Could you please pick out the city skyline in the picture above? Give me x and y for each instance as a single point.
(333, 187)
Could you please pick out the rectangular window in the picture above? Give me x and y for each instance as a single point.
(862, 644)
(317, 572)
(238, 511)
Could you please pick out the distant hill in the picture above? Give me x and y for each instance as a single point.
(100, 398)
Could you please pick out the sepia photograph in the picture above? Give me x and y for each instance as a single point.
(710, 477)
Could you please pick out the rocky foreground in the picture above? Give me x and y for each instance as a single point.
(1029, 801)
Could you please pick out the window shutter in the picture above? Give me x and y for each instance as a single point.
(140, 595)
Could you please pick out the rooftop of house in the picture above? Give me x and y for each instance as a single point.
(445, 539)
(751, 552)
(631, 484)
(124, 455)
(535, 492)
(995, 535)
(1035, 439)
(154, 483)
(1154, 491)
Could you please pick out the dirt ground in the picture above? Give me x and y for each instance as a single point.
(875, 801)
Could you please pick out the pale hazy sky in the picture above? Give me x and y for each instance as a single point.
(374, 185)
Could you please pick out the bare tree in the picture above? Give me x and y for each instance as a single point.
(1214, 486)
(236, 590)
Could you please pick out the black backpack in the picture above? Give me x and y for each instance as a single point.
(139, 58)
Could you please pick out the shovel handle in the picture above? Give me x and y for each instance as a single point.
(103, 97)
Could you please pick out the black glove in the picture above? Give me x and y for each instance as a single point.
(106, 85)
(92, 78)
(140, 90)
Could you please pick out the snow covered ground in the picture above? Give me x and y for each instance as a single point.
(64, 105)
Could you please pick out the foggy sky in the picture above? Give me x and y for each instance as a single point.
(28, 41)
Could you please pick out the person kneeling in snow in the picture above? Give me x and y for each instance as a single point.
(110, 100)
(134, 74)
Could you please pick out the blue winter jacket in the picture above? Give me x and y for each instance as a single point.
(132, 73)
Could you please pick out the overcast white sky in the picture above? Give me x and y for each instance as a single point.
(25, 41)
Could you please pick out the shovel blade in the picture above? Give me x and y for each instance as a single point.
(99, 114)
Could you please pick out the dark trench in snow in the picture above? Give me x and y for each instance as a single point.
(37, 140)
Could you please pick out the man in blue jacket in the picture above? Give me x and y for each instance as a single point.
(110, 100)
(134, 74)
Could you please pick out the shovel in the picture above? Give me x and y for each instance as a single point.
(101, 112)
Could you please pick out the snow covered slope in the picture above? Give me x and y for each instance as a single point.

* YOUR INSTRUCTIONS:
Rewrite the data above as a numbered list, one line per item, and omit any blank lines.

* SOLUTION FOR THIS PROBLEM:
1. Could you please pick out the city skyline in the picture above? Give me x and y for each instance as a single point.
2. (333, 187)
3. Could you please pick out the rectangular window in the picture above? Give me x and y for each instance as a single point.
4. (862, 644)
5. (317, 572)
6. (238, 511)
7. Could you please pick out the distant hill in the picture above? Give me x and y for each instance as a single point.
8. (100, 398)
9. Could you please pick out the sepia photograph in the picture above? Give me x and y for each instance as a single point.
10. (710, 477)
11. Could you please pick out the rocky foreground in the picture above? Give me x and y for each instance as a single point.
12. (1029, 801)
13. Could you please pick out the window shutter in the picture above? Give me x and y for each instance as a single point.
14. (140, 595)
15. Could you please pick out the rooftop of house in the picture above? Give me x and y for each instance as a single point.
16. (445, 539)
17. (751, 552)
18. (631, 484)
19. (124, 455)
20. (535, 492)
21. (995, 535)
22. (1035, 439)
23. (154, 483)
24. (1154, 491)
25. Could you please pick out the dirt ground in the picture above? Give me x and y for each instance as a single point.
26. (875, 801)
27. Could you please pick out the pale hazy sky in the picture above? Give me x and y for each instance as a single point.
28. (374, 185)
29. Could you please pick out the bare tree in the picture above? Give me x and y for each instance as a single point.
30. (1214, 486)
31. (236, 590)
32. Could you please pick out the black backpack in the picture above? Give me x and y for each instance as a single point.
33. (139, 58)
34. Could you please pick out the shovel handle in the picture above? Give me x and y for each instance as a single point.
35. (103, 97)
36. Could you please pick out the black glove in the picture above? Give me x and y for each instance as a single point.
37. (106, 85)
38. (92, 78)
39. (140, 90)
40. Could you please pick out the snow covered ground in the picture above? Give me x and y for each instance as a single point.
41. (64, 105)
42. Could you please pick out the foggy sky in the picture above? Give me x and y for each instance as a single point.
43. (28, 41)
44. Could you please pick out the person kneeling in snow in the picture above? Give me x and y for each instance as a single point.
45. (110, 100)
46. (134, 74)
47. Could you please pick out the blue winter jacket in the picture above? Give me x and y for each instance as a single point.
48. (132, 73)
49. Could you please pick out the overcast white sky in the picture above? Give me x and y for each instance as a single point.
50. (25, 41)
51. Could you please pick out the shovel blade in the picture above? Give me x and y for each instance as a single point.
52. (99, 114)
53. Could you please pick out the dark trench in snow in the picture above? Give me x and y for each instance as a single point.
54. (37, 140)
55. Could you please pick out the man in blue jacket in the picture above? Give me x and y for each instance as a single point.
56. (110, 100)
57. (134, 74)
58. Could you please pick out the shovel in the picture above? Give me x and y for each instance as a single point.
59. (101, 112)
60. Could you please pick out the snow covered slope in the picture above? Give me x and y for each instance as a single point.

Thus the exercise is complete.